→ Exercise brief
With the pictures left out, copy the listing below exactly.

[Object location annotation data]
******************************

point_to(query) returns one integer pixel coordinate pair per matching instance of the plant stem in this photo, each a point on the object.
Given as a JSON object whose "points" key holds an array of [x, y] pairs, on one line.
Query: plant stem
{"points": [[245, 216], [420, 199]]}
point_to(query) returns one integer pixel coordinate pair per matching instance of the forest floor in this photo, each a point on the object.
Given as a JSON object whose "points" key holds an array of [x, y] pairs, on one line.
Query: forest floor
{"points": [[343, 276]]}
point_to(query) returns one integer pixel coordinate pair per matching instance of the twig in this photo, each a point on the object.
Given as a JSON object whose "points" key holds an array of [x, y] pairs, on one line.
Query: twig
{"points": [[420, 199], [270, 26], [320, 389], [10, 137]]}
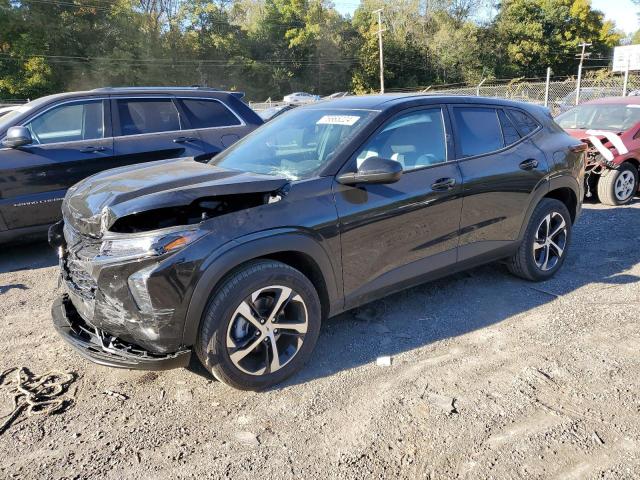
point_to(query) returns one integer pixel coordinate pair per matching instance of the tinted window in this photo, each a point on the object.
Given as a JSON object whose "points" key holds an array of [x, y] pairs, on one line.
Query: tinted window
{"points": [[208, 113], [509, 132], [478, 130], [415, 139], [69, 123], [147, 116], [523, 122]]}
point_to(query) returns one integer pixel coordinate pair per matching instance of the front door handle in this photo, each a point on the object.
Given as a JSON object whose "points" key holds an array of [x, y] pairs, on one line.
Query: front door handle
{"points": [[443, 184], [92, 149], [183, 139], [529, 164]]}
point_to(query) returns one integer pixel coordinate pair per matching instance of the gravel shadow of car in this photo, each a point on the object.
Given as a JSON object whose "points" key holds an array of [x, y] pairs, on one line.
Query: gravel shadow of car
{"points": [[604, 247], [16, 257]]}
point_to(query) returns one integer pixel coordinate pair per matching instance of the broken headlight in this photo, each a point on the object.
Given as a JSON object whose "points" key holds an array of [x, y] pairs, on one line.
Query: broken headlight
{"points": [[147, 245]]}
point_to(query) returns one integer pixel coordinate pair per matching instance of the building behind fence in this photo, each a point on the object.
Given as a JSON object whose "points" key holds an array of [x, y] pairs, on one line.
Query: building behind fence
{"points": [[557, 94]]}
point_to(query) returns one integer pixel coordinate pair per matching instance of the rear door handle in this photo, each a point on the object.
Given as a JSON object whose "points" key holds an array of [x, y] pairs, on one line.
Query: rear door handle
{"points": [[92, 149], [183, 139], [529, 164], [443, 184]]}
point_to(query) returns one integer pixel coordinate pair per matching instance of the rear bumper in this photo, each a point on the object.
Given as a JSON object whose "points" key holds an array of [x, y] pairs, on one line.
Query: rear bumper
{"points": [[104, 349]]}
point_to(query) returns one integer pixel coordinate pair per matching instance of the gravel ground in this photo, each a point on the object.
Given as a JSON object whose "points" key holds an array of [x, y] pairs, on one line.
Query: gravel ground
{"points": [[492, 377]]}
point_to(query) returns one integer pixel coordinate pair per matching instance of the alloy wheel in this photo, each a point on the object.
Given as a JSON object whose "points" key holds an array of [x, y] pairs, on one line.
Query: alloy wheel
{"points": [[625, 185], [267, 330], [550, 241]]}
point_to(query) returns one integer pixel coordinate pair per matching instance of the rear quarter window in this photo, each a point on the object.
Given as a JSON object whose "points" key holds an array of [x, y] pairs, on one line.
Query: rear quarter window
{"points": [[208, 113], [524, 122]]}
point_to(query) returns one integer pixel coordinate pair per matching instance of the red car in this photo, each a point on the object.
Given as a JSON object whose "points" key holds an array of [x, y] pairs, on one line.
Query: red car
{"points": [[611, 127]]}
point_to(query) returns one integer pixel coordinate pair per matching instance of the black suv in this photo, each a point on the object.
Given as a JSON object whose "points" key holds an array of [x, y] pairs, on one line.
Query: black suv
{"points": [[318, 211], [53, 142]]}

******************************

→ Reply to the task
point_to(query) returns one integer pixel coordinate pair per matching instance of the plant stem in this photo, each a point on the object.
Given as a JSON object whose "points" key holds an array of [x, y] pairs, on one line.
Query: plant stem
{"points": [[245, 216], [420, 199]]}
point_to(query) returns one integer pixel coordinate pair per matching instance of the forest floor in this photo, each a point on the object.
Given as a JSON object whose "points" key holds an array of [x, y] pairs, on one line.
Query: forest floor
{"points": [[343, 276]]}
point_to(query) returns one integer pixel coordinate pair per matching instance of the twig in this photo, each a point on the object.
Given as a JSON object whose "points" key holds an array of [x, y] pairs, on one line.
Query: twig
{"points": [[420, 199], [270, 26], [320, 389], [10, 137]]}
point_to(query) returns one integer pixel coordinate pair per matching instance of the tinted window in this photo, each a point on the object.
Given as a JSON object whose "points" key holds an array of [x, y] pairs, on one line.
Query: tinted window
{"points": [[208, 113], [509, 132], [478, 130], [415, 139], [69, 123], [147, 116], [523, 122]]}
point_to(query) returns one integer pixel coordinate pair per matching instance of the front door handle in this photo, each a point on the object.
Given as a JSON object whose "points" key holds an array of [x, y] pairs, on one line.
Query: front door handle
{"points": [[443, 184], [92, 149], [183, 139], [529, 164]]}
point_to(query) returns one integer pixel coordinate pair per matching instance of the gravel shadow of car in this photo, each a point on the object.
Given as a JSON object whose "points" key holds an array of [x, y] pairs, on one line.
Query: gravel shadow of car
{"points": [[604, 247], [16, 257]]}
point_to(query) returns one integer pixel coordinate pair per matching instance of the broken headlight in this photo, each a point on the object.
Given as a JSON object whose "points" key holds an array of [x, y] pairs, on one line.
Query: broken headlight
{"points": [[147, 245]]}
point_to(query) returns one integer pixel coordinate pair per matching instance of the building behind fence in this photo, each a point on the object.
Given as a JSON object whose "points" key holds an array of [x, y] pairs, on one line.
Query: building behind fence
{"points": [[557, 94]]}
point_to(query) returns one integer pixel coordinate pair per matching instance of the rear door handle in this photo, each a point on the object.
Given as a JSON object whose "points" key holds an array of [x, y] pairs, on one line.
Query: rear door handle
{"points": [[92, 149], [183, 139], [529, 164], [443, 184]]}
point_to(query) returns one integer pixel coordinate pair per matching instance of the rear bumper in this photo, each a point on the object.
Given as a JSON object whose "points" key holds an array of [x, y] pairs, on one line.
Query: rear bumper
{"points": [[104, 349]]}
point_to(query) returns one integer pixel coordinate pair per matching instance of the gravel ground in this photo, each a point on the object.
Given as a JSON object whose "points" key holds an array of [x, y] pairs, on one line.
Query: gravel ground
{"points": [[492, 377]]}
point_to(query) returns one integer pixel coordinate pair per matching instance of the alloy wheel in this photo, each a point on the object.
Given as a JSON object whose "points" key holds an array of [x, y] pairs, on one line.
Query: alloy wheel
{"points": [[625, 185], [267, 330], [550, 241]]}
point_to(query) returns one integer pixel coordinate pair per matching instance of the rear quarter window in this photo, each a point on the object.
Given as a JSON object whose "points" key holds an array of [x, y] pairs, on one line.
Query: rear quarter window
{"points": [[208, 113], [524, 122]]}
point_to(query) returns one integer pixel coordinate pair per matching instance of the red car in this photo, each a point on the object.
Given as a JSON object whose "points" key holds an array of [x, y] pairs, on one line.
Query: red car
{"points": [[611, 127]]}
point_to(query) returns one integer pixel coordinate pair per matching instance of the black suv in this photo, each a point on the object.
Given as a JSON object whose "points" key holds an array of [x, y] pairs, on one line.
Query: black suv
{"points": [[318, 211], [53, 142]]}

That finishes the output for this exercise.